== TO DO ==
In your reply, restate all of the records below word for word.

++++

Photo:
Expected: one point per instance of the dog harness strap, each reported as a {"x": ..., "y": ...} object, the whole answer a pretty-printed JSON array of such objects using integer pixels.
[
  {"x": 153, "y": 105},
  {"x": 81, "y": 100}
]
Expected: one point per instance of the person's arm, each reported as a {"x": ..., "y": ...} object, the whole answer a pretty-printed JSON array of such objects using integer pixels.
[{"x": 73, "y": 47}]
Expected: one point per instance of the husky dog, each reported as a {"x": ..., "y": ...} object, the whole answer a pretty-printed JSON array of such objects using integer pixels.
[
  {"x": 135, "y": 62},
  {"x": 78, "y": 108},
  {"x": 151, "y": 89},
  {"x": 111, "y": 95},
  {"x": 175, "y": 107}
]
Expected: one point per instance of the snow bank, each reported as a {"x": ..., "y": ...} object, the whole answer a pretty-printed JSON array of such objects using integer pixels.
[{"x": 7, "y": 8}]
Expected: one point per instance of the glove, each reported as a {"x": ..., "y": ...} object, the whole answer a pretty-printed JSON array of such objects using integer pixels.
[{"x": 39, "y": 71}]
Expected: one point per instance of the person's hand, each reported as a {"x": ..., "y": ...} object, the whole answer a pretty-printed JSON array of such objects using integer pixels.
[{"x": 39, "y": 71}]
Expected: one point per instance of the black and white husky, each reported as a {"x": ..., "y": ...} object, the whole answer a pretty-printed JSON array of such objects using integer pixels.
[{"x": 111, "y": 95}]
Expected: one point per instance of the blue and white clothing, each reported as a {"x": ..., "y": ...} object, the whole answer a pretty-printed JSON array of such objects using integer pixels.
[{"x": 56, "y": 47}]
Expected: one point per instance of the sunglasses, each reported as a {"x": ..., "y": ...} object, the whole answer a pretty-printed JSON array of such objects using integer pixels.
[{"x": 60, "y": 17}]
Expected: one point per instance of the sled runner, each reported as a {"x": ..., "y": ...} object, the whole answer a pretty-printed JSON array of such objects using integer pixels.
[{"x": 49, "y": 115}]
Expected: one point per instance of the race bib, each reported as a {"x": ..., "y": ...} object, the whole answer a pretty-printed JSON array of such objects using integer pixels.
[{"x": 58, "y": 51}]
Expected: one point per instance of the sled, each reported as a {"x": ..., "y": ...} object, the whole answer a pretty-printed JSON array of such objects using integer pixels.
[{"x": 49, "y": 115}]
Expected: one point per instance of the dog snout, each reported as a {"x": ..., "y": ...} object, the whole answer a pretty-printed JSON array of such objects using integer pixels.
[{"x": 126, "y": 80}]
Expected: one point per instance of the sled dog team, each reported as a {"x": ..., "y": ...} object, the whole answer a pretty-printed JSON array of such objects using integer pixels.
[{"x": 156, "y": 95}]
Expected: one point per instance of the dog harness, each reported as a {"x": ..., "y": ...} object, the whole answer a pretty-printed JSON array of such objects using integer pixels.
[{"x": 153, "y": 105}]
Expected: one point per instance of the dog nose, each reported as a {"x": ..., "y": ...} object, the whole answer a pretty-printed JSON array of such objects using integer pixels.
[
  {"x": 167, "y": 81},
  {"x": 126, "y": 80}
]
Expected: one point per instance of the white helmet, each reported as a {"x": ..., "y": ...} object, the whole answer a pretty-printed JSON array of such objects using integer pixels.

++++

== SOLUTION TO THIS PROBLEM ==
Photo:
Expected: one point per instance of the dog harness strap, each reported as a {"x": ..., "y": ...} object, the whole answer a pretty-printed JSON array of such objects using integer pixels.
[
  {"x": 153, "y": 105},
  {"x": 81, "y": 100}
]
Expected: one point per instance of the person's arm, each reported as a {"x": ..., "y": ...} object, the whole answer a pretty-printed JSON array of such objects using integer pixels.
[{"x": 73, "y": 47}]
Expected: one point per instance of the husky dog, each reported as a {"x": ..., "y": ...} object, the whole answer a pretty-printed JSON array of such objects using integer pixels.
[
  {"x": 135, "y": 62},
  {"x": 78, "y": 108},
  {"x": 151, "y": 89},
  {"x": 111, "y": 95},
  {"x": 175, "y": 107}
]
Expected: one point per instance of the snow bank, each reported as a {"x": ..., "y": ...} object, the whole answer a pretty-printed JSON array of such objects using integer pixels.
[{"x": 7, "y": 8}]
Expected: one point per instance of the glove, each reported as a {"x": ..., "y": ...} object, the whole answer a pretty-printed JSON array of such objects using integer pixels.
[{"x": 39, "y": 71}]
Expected: one point per instance of the person's hand, each reported as a {"x": ..., "y": ...} object, the whole answer a pretty-printed JSON array of such objects using integer pixels.
[{"x": 39, "y": 71}]
Expected: one point per instance of the black and white husky, each reported as a {"x": ..., "y": ...} object, the whole answer a pretty-printed JSON array of such objects using integer pixels.
[{"x": 111, "y": 95}]
Expected: one point per instance of the blue and white clothing, each reported as a {"x": ..., "y": ...} object, the whole answer a pretty-printed JSON array of such objects using integer pixels.
[{"x": 56, "y": 47}]
Expected: one point per instance of the sunglasses, each reported as a {"x": ..., "y": ...} object, the whole answer a pretty-printed JSON array of such objects using integer pixels.
[{"x": 60, "y": 17}]
Expected: one point per instance of the sled runner, each reported as a {"x": ..., "y": ...} object, the whole answer a pretty-printed JSON array of such objects using integer pixels.
[{"x": 49, "y": 115}]
Expected: one point per instance of the race bib, each reported as a {"x": ..., "y": ...} object, the whole answer a pretty-printed JSON array of such objects using integer pixels.
[{"x": 58, "y": 51}]
Expected: one point per instance of the sled, each reported as a {"x": ..., "y": ...} object, the whole answer a pretty-printed JSON array of such objects using integer pixels.
[{"x": 49, "y": 115}]
Expected: one point per instance of the dog snout, each reported as a {"x": ..., "y": ...} object, the whole answer a pretty-printed JSON array of such objects using integer pixels.
[{"x": 126, "y": 80}]
Expected: one point per instance of the sled dog team, each reported as a {"x": ..., "y": ...} object, the whole answer a pretty-printed JSON array of such objects using integer pixels.
[{"x": 156, "y": 95}]
Expected: one point per instance of the dog harness, each reported as a {"x": ..., "y": ...} object, the whole answer a pretty-printed JSON array of such objects using integer pixels.
[{"x": 153, "y": 105}]
Expected: one point per instance of the dog nose, each reported as a {"x": ..., "y": ...} object, the whole answer a pretty-printed JSON array of such objects using integer pixels.
[
  {"x": 167, "y": 81},
  {"x": 126, "y": 80}
]
Expected: one point per instance of the white helmet, each reported as a {"x": ..., "y": ...} object, the whole answer a pretty-printed JSON array of such objects using integer pixels.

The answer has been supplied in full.